> Directions:
Transcribe the passage of the Desktop Korn Shell article below from "typeset -A SYSINFO" to "possibly its length.".

> Extract provided:
---+---

Graphical Desktop Korn Shell

by George Kraft IV
Graphical Desktop Korn Shell

Portability and pervasiveness are two important characteristics to consider when you are developing code. Using a programming language with a well-defined and stable application programming interface (API) answers the need for portability. A programming language with a large, established installed base provides pervasiveness. Although Perl, Tcl/Tk, Common Gateway Interface (CGI) and Java have large installed bases, they are not suited for some projects. The reason for this is their inconsistent installation base due to the lack of a well-defined or rapidly changing API.

The Desktop Korn Shell (DtKsh) that comes with the Common Desktop Environment (CDE) is built on the ksh93 standard with X, Xt, Motif, ToolTalk and CDE built-in APIs. Unlike Perl and Tcl/Tk, major vendors have built and supported DtKsh through the CDE initiative. Using DtKsh, desktop programmers can develop and/or prototype plug-and-play Graphical User Interface (GUI) applications that are compatible on all CDE-compliant systems without compilation. Although DtKsh applications are interpreted for portability, they can easily be migrated to Motif in C for performance.

Tcl/Tk can be ported to C with the aid of special Tcl/Tk libraries; however, programmers are as disadvantaged with the C Tcl/Tk libraries as they are with the Tcl/Tk shell, because of a not-so-standard application programming interface. DtKsh, unlike Tcl/Tk, provides a well-established API set where the programmer's knowledge transcends from C to shell programming.

DtKsh Benefits

In AIX, /bin/ksh is an XPG4-compliant version of ksh88. CDE's /usr/dt/bin/dtksh on AIX is based on the newer ksh93 standard. ksh93 now includes floating-point mathematics, associative arrays, new string operations, hierarchical variables, reference variables, developer-extendable APIs using attached shared libraries and character class patterns.

Floating-point mathematics: Korn Shell variables can be cast, or defined, to various aggregate data types. Floating-point mathematics is a new feature in the Korn Shell that enables the assignment and operation of decimal values. The following example defines the floating-point variable PI, then assigns to it the decimal value of 3.14159.

typeset -F PI # define "PI" as a float
PI = 3.14159

Associative arrays: Instead of using positive integer indices, associative arrays allow elements of an array to be addressed using alphanumeric strings. The following example shows SYSINFO as an array containing information about an operating system. The associative SYSINFO array can be indexed with the alphanumeric string of "os" to find the string value of AIX.

typeset -A SYSINFO # define "SYSINFO" as an
# associative array
SYSINFO["os"]=AIX
New string operations: Six new string operations were introduced in ksh93. These new operations provide substringing and substitution of a string pattern with an alternate. Substringing permits extraction of a smaller string, given an offset indicating where to begin and possibly its length.

---+---

> Material:
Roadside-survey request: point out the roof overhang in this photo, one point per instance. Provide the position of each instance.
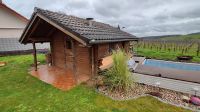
(25, 37)
(110, 41)
(14, 12)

---+---

> Result for this task:
typeset -A SYSINFO # define "SYSINFO" as an
# associative array
SYSINFO["os"]=AIX
New string operations: Six new string operations were introduced in ksh93. These new operations provide substringing and substitution of a string pattern with an alternate. Substringing permits extraction of a smaller string, given an offset indicating where to begin and possibly its length.